Exercise details:
Would you give again, exactly, the lines running from the line with "Keypoint placement rule: for each instance of the cabin" to the end of the data below, both included?

Material provided START

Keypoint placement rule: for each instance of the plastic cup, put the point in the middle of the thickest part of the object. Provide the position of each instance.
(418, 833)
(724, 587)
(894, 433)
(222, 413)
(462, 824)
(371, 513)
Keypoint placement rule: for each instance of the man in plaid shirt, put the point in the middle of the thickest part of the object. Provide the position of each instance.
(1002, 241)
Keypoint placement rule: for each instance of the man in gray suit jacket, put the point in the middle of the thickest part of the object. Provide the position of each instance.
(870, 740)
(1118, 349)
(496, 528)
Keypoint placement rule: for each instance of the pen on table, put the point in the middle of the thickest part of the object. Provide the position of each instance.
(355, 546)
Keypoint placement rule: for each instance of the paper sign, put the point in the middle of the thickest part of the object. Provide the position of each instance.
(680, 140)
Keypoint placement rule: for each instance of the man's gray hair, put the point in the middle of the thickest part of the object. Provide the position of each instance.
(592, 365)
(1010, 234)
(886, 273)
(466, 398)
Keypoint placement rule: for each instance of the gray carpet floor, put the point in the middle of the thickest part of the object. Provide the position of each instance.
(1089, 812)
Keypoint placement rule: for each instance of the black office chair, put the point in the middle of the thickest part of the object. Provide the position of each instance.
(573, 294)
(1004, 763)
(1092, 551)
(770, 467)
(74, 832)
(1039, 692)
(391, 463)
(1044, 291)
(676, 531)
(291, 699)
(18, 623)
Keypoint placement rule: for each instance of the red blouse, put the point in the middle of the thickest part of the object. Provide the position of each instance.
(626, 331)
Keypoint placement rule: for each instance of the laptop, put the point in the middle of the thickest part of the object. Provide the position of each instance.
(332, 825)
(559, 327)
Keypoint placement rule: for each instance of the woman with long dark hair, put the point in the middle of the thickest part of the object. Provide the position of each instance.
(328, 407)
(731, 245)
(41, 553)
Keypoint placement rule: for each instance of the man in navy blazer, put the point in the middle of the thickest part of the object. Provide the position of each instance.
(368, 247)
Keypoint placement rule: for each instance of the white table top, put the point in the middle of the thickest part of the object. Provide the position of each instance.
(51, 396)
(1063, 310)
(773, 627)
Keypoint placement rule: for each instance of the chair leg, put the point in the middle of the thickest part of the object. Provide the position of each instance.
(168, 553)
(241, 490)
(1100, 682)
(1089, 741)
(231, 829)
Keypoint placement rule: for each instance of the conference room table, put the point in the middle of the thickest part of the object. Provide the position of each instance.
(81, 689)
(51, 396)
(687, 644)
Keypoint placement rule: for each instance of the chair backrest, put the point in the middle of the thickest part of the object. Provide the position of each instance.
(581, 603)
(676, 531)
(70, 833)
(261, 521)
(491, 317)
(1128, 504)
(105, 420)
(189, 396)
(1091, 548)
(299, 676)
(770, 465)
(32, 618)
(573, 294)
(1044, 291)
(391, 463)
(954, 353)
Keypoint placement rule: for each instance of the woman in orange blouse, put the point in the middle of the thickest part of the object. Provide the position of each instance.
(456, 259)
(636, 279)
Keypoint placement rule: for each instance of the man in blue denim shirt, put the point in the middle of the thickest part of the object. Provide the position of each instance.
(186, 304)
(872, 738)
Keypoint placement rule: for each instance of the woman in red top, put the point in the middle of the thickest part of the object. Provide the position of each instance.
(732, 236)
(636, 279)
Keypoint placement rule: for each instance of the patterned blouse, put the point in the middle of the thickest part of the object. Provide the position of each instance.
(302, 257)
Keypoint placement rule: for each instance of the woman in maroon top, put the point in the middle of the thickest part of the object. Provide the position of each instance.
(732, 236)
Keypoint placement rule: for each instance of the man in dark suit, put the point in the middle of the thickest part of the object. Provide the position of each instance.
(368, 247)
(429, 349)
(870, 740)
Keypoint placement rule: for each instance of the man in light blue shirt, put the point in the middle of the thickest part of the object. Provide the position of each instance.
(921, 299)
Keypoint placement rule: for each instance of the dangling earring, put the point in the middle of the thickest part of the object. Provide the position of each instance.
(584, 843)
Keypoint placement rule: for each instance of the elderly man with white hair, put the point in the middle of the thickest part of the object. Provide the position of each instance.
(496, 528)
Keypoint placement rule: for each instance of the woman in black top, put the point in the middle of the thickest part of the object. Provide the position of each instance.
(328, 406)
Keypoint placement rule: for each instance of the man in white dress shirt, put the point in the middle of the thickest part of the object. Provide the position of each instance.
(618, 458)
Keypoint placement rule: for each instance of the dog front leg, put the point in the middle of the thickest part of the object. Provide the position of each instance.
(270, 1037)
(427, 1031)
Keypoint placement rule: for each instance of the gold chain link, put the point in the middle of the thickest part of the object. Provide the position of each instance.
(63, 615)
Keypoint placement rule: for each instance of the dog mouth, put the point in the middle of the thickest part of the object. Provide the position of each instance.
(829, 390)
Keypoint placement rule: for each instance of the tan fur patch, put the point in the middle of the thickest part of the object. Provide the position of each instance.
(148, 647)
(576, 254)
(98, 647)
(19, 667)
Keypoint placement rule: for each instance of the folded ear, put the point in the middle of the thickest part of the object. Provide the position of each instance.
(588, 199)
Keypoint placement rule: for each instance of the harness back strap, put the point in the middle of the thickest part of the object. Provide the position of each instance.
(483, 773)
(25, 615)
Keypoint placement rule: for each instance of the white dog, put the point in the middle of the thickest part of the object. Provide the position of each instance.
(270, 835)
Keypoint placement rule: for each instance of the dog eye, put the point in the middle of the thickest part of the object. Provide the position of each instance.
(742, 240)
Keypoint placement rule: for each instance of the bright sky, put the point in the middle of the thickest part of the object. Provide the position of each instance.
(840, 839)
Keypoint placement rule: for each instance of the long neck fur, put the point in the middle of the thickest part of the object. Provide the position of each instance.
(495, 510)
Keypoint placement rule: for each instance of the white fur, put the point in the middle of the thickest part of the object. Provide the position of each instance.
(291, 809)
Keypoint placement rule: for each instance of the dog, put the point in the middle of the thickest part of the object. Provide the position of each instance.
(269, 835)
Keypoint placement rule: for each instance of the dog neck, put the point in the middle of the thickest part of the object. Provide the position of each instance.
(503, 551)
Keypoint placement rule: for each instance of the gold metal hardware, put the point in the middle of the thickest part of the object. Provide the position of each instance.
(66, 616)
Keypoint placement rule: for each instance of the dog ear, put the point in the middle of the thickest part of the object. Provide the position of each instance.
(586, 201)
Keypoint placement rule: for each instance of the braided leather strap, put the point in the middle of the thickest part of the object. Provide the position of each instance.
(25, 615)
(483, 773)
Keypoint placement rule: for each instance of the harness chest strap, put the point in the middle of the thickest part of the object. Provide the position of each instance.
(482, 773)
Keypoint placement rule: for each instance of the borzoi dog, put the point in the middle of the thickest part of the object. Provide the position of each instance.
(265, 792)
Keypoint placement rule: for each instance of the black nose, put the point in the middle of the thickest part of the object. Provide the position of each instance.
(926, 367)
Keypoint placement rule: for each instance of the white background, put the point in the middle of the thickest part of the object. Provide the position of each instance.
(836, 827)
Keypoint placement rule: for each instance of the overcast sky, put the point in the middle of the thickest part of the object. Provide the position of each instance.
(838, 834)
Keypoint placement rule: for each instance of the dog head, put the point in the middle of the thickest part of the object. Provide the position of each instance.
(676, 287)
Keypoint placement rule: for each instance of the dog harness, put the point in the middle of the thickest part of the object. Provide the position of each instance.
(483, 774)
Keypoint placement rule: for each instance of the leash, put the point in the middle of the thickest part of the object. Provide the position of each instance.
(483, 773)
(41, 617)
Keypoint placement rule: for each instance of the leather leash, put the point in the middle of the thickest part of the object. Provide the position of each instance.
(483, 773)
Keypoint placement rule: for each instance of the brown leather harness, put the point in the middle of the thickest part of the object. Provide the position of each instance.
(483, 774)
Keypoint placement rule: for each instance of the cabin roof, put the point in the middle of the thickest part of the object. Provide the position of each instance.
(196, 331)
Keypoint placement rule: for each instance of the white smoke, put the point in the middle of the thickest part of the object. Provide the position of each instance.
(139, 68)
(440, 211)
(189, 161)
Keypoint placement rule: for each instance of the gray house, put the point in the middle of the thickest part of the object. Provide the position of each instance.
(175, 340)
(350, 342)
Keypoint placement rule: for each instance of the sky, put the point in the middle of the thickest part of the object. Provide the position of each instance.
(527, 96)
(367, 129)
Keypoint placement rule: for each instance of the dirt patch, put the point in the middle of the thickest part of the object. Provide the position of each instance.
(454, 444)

Material provided END

Response for this exercise:
Keypoint placement rule: for each instance of the cabin roof, put the point in the middle of the thickest part of the object. Provide the position of each instance.
(196, 331)
Keypoint placement rule: for each instance of the white smoke, put the point in the middle of the thickest part of the object. Provide the position of each instance.
(139, 68)
(440, 211)
(189, 161)
Keypoint placement rule: for each instance of the gray house, put the point in the middle of the thickest part of the object. Provide the position of each instance.
(175, 340)
(350, 342)
Keypoint placement rule: for each instance of the sky, put the point in the middle of the thickest part of the object. Provide the position of each instance.
(527, 96)
(367, 129)
Keypoint placement rule: for each instance of the dirt patch, put the point in the middle of the thickest part of the object. Provide the position of each instance.
(454, 444)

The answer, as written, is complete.